* TASK OBJECTIVE
Beginning at the line that contains "Can you find the black top", transcribe the remaining lines of the listing exactly; include the final line and omit everything before.

>> START EXERCISE INPUT

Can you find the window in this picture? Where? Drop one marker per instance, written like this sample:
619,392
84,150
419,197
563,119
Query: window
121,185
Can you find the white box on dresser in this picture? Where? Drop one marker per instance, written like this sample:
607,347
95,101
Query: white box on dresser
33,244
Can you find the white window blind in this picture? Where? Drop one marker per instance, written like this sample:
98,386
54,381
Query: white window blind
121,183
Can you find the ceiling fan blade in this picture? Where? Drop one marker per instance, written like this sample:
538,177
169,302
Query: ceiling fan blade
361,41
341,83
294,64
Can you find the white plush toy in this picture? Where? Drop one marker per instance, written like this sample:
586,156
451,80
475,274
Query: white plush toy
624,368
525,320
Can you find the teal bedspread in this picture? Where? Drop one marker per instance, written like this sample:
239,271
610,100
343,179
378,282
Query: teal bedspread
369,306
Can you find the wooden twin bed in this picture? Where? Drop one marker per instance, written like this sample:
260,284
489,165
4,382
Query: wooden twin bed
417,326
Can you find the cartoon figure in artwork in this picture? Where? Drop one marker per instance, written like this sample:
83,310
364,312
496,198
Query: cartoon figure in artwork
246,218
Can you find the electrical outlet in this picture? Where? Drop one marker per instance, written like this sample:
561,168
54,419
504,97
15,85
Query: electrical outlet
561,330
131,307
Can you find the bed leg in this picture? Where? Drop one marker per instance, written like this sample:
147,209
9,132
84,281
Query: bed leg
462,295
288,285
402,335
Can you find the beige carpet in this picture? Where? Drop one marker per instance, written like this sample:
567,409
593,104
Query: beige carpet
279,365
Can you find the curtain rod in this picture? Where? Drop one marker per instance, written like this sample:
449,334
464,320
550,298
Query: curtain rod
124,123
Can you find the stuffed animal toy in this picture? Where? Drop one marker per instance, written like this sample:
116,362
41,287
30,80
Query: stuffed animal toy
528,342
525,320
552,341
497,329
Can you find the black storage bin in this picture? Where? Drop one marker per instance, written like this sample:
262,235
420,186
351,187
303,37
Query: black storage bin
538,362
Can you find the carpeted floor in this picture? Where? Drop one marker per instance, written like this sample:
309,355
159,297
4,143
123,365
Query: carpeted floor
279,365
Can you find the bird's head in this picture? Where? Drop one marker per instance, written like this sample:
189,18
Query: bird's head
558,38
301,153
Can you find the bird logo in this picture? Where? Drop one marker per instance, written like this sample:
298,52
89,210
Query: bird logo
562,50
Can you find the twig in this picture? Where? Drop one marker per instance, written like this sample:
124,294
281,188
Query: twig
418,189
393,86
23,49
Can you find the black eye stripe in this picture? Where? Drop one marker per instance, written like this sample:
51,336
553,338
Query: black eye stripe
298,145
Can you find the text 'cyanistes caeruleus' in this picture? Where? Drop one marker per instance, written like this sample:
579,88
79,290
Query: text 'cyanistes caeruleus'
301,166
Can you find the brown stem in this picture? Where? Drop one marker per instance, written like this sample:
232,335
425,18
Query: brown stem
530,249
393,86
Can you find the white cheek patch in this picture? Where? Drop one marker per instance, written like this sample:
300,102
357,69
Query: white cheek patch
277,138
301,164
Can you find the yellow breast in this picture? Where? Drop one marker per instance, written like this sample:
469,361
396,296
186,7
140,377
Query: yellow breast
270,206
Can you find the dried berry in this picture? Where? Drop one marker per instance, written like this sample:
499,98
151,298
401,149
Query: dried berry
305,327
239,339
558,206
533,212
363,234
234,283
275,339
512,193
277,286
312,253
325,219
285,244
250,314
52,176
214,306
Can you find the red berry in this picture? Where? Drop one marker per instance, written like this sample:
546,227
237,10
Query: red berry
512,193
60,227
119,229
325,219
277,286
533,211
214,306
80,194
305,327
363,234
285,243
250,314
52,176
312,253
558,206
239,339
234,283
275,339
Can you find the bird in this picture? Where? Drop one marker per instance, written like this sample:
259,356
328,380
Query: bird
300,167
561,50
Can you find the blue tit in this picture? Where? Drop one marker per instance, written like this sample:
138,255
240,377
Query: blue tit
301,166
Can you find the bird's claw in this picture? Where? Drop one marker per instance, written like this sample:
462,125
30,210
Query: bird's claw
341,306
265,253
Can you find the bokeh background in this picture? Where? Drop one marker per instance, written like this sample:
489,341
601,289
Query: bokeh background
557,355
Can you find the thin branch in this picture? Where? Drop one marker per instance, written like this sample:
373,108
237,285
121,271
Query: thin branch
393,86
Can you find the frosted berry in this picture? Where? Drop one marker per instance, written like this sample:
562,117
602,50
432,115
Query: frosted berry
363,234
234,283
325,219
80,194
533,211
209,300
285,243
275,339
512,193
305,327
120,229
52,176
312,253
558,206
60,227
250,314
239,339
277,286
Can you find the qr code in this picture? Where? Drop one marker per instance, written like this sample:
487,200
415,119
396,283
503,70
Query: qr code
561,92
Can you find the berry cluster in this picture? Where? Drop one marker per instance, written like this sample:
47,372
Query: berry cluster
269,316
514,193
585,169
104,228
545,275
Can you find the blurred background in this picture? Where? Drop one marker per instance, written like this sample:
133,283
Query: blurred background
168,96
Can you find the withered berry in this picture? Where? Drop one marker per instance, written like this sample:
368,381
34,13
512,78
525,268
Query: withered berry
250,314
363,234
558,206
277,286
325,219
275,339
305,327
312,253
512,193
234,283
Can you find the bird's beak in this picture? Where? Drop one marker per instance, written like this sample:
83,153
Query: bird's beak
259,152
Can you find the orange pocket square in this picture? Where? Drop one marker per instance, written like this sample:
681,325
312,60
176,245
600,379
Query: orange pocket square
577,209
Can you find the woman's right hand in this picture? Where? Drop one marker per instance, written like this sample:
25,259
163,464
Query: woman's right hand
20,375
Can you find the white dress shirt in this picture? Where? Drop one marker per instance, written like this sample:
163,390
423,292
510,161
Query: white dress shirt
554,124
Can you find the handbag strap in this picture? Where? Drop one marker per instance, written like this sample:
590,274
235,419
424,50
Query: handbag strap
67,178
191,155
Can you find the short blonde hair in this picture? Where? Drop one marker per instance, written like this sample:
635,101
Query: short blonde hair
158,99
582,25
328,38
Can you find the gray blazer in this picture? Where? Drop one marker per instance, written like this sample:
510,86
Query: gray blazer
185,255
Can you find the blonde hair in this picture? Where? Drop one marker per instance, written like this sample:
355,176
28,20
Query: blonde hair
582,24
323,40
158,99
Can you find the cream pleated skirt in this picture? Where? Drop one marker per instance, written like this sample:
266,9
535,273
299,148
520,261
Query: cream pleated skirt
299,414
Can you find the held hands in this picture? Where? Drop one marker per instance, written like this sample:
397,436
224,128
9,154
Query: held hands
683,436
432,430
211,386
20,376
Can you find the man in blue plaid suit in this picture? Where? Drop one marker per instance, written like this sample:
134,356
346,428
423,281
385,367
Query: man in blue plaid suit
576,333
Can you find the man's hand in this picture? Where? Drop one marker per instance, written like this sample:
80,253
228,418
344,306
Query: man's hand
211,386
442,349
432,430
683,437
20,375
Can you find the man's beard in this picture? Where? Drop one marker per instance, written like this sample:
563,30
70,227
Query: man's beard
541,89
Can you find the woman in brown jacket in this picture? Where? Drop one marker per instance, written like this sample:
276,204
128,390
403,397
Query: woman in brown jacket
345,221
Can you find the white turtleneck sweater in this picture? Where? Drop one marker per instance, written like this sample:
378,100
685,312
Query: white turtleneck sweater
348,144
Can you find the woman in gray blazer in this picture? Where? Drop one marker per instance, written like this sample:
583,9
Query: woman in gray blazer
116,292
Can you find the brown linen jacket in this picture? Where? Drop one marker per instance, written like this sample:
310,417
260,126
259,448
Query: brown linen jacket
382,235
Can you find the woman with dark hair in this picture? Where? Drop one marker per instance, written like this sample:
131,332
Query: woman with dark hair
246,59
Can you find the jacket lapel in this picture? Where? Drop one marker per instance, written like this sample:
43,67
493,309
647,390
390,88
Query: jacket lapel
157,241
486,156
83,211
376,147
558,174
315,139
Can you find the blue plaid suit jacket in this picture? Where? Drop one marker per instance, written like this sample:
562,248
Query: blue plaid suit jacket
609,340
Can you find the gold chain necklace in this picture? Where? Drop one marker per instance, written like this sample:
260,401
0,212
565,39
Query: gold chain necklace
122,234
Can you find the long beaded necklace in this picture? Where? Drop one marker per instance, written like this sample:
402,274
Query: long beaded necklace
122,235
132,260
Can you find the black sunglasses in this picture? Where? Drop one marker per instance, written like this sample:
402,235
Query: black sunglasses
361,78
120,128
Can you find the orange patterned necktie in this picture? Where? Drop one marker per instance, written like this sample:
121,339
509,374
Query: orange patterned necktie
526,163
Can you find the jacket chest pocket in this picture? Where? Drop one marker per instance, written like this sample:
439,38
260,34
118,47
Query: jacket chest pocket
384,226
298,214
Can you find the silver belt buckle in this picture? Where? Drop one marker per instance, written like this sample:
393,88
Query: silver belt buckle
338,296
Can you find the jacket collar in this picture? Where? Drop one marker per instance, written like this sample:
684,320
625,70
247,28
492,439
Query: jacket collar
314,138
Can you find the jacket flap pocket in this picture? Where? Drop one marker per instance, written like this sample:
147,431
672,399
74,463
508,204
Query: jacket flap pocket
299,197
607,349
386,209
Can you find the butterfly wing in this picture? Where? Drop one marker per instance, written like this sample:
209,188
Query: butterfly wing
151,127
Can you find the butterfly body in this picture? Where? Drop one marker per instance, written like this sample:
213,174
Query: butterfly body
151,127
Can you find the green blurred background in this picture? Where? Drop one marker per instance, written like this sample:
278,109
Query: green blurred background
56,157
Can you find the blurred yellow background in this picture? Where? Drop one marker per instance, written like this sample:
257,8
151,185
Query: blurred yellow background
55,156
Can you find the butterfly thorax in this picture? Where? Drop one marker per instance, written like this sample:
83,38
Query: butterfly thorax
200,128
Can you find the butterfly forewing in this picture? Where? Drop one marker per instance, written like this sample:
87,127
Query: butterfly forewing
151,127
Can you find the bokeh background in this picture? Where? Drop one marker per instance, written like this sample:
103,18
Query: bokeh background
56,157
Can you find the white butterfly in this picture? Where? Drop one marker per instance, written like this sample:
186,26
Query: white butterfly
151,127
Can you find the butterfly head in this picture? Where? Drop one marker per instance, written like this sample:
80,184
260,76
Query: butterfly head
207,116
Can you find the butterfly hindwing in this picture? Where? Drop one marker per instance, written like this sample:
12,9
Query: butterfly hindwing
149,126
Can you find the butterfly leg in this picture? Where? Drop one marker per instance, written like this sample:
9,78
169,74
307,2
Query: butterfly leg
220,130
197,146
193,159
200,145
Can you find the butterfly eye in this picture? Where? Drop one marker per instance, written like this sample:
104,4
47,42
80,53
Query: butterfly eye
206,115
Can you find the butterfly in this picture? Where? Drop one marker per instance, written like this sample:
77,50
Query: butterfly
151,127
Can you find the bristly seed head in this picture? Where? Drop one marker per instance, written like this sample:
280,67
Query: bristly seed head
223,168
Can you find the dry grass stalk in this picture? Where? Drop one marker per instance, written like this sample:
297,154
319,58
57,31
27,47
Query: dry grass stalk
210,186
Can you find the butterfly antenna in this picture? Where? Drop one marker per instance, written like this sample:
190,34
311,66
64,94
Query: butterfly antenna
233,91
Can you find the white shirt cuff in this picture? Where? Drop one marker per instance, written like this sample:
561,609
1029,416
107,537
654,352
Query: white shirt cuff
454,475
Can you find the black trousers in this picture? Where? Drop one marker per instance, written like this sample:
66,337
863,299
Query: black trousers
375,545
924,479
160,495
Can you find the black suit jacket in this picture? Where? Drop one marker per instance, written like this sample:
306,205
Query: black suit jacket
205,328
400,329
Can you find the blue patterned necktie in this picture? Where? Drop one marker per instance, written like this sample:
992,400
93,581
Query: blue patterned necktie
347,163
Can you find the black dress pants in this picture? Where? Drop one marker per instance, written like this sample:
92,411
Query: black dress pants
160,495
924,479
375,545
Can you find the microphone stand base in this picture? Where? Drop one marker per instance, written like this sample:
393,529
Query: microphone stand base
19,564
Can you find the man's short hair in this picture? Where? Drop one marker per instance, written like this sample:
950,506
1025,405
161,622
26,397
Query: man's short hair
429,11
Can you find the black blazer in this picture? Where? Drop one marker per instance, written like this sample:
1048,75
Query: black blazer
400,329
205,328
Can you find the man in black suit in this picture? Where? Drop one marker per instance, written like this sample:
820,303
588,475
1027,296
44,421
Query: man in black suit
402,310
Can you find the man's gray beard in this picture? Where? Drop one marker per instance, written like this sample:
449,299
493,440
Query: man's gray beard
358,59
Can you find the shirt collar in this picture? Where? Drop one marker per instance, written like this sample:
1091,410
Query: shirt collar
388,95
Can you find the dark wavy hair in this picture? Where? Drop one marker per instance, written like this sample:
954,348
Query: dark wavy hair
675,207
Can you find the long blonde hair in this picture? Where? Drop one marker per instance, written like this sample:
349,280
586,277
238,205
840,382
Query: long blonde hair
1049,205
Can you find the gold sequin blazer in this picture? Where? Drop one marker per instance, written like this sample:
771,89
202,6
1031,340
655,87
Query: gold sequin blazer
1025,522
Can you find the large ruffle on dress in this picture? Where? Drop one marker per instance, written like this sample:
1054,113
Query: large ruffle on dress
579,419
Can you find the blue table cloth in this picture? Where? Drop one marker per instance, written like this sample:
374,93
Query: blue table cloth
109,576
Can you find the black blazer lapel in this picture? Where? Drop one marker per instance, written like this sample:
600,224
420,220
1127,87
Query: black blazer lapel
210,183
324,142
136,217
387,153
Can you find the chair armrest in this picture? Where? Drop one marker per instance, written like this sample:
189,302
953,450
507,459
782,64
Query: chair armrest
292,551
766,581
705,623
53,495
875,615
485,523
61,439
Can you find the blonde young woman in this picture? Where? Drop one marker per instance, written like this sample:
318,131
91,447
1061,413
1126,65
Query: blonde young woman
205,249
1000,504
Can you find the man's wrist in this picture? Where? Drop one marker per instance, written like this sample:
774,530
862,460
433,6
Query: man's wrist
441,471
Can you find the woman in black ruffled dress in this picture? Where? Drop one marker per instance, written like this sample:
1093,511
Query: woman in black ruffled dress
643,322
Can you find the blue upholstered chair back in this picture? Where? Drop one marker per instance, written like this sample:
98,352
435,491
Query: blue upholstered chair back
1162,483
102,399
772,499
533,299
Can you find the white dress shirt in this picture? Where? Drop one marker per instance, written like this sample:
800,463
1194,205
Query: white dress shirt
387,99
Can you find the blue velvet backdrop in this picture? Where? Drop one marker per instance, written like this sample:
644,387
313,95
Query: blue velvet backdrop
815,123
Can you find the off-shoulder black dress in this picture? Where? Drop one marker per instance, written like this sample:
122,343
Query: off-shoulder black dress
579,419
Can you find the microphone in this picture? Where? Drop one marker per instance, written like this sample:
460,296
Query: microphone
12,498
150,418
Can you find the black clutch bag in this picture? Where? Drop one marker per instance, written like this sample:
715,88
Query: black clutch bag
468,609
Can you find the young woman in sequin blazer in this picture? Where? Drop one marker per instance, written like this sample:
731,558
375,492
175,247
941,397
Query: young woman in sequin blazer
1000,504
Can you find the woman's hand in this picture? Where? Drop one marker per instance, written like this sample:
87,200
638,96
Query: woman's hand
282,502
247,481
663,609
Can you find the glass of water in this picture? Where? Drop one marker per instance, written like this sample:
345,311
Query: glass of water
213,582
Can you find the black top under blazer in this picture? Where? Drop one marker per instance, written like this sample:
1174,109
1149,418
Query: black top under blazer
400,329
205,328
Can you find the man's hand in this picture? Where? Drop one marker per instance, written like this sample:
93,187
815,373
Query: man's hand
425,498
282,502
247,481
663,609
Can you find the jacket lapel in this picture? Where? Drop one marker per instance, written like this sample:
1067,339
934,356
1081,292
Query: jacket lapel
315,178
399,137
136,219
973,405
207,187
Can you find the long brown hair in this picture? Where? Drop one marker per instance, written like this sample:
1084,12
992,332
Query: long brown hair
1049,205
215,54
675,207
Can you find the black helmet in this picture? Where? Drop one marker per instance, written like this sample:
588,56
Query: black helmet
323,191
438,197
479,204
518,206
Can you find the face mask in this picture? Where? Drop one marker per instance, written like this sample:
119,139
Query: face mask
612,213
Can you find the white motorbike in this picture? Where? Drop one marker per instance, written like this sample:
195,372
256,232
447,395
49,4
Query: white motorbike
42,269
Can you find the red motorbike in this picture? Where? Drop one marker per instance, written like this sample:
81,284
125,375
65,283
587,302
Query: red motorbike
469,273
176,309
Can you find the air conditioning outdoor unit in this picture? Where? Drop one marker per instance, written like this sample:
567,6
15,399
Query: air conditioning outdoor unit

>> END EXERCISE INPUT

* PROBLEM SOLUTION
Can you find the black top under blazer in this picture? Where? Drop one marker per instance, written like this sample:
1174,109
1149,418
Query: black top under blazer
400,329
205,328
Can you find the man's hand in this picture? Where? Drop one marker per instance, written like this sample:
93,187
815,373
Query: man's hand
425,498
282,502
247,481
663,609
Can you find the jacket lapel in this picture? Where? Drop one marker per instance, written like this sample:
1067,339
934,356
1081,292
Query: jacket lapel
315,178
399,137
136,219
973,405
207,187
Can you find the long brown hair in this picture? Where? Drop one marker per instance, written like this sample:
1084,12
992,332
Query: long brown hair
1049,205
215,54
675,207
Can you find the black helmet in this picture? Where? Drop one marker per instance, written like this sample:
588,56
Query: black helmet
323,191
438,197
479,204
518,206
Can you find the face mask in this picture? Where? Drop one marker per instance, written like this sample:
119,139
Query: face mask
612,213
Can you find the white motorbike in this picture? Where? Drop one marker per instance, written like this sample:
195,372
256,232
447,395
49,4
Query: white motorbike
42,269
Can you find the red motorbike in this picture? Where? Drop one marker per instance, written like this sample:
81,284
125,375
65,283
587,302
Query: red motorbike
469,273
176,309
Can you find the air conditioning outdoor unit in this picture? Where? Drop one marker per instance, written like this sample:
567,6
15,399
Query: air conditioning outdoor unit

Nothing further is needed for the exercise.